[bitcoin-dev] Modern Soft Fork Activation

Matt Corallo lf-lists at mattcorallo.com
Tue Jan 14 19:42:07 UTC 2020

In general, your thoughts on the theory of how consensus changes should
work I strongly agree with. However, my one significant disagreement is
how practical it is for things to *actually* work that way. While I wish
ecosystem players (both businesses and users) spent their time
interacting with the Bitcoin development community enough that they had
a deep understanding of upcoming protocol change designs, it just isn't
realistic to expect that. Thus, having an "out" to avoid activation
after a release has been cut with fork activation logic is quite a
compelling requirement.

Thus, part of the goal here is that we ensure we have that "out", and
can observe the response of the ecosystem once the change is "staring
them in the face", as it were. A BIP 9 process is here not only to offer
a compelling activation path, but *also* to allow for observation and
discussion time for any lingering minor objections prior to a BIP 8/flag
day activation.

As for a "mandatory signaling period" as a part of BIP 8, I find this
idea strange both in that it flies in the face of all recent soft fork
design work, and because it doesn't actually accomplish its stated goal.

Recent soft-fork design has all been about how to design something with
minimal ecosystem impact. Certainly in the 95% activation case I can't
say I feel strongly, but if you actually *hit* the BIP 8 flag day,
deliberately causing significant network forks for old clients has the
potential to cause real ecosystem risk. While part of the reason for a
24-month time horizon between BIP 8 decision and flag-day activation
endeavors to de-risk the chance that major players are running on
un-upgraded nodes, you cannot ignore the reality of them, both full-,
and SPV-clients.

On the other hand, in practice, we've seen that version bits are set on
the pool side, and not on the node side, meaning the goal of ensuring
miners have upgraded isn't really accomplished in practice, you just end
up forking the chain for no gain.
:::::
**Task list:**
(A) In the soft fork activation post, rewrite the passage from "On the other" to "for no gain.", changing "version bits" to "signaling bits".
(B) Write the next part of the soft fork activation post, starting after its final sentence.
These rows come from a separate source.

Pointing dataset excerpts
:::::
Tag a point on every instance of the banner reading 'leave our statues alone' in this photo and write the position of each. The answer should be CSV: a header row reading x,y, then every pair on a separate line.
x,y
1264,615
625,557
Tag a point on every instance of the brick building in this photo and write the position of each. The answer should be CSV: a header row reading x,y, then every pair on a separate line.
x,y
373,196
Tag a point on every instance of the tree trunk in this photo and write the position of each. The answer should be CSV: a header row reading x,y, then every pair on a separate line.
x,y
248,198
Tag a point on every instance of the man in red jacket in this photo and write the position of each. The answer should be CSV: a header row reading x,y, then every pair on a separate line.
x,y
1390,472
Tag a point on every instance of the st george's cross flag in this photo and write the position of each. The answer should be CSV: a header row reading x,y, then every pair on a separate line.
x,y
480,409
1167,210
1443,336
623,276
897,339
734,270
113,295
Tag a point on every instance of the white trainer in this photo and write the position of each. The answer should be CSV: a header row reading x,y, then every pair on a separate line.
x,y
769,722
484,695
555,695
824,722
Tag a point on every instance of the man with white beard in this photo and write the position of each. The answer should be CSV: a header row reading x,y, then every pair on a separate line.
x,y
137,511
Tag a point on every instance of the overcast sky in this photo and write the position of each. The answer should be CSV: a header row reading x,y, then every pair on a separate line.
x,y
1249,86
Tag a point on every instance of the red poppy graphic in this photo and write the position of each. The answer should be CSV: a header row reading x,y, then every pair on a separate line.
:::::
**Results of the exercise:**
(A)
On the other hand, in practice, we've seen that signaling bits are set on
the pool side, and not on the node side, meaning the goal of ensuring
miners have upgraded isn't really accomplished in practice, you just end
up forking the chain for no gain.

(B)
On 1/11/20 2:42 PM, Anthony Towns wrote:
> On Fri, Jan 10, 2020 at 09:30:09PM +0000, Matt Corallo via bitcoin-dev wrote:
>> 1) a standard BIP 9 deployment with a one-year time horizon for
>> activation with 95% miner readiness,
>> 2) in the case that no activation occurs within a year, a six month
>> quieting period during which the community can analyze and discussion
>> the reasons for no activation and,
>> 3) in the case that it makes sense, a simple command-line/bitcoin.conf
>> parameter which was supported since the original deployment release
>> would enable users to opt into a BIP 8 deployment with a 24-month
>> time-horizon for flag-day activation (as well as a new Bitcoin Core
>> release enabling the flag universally).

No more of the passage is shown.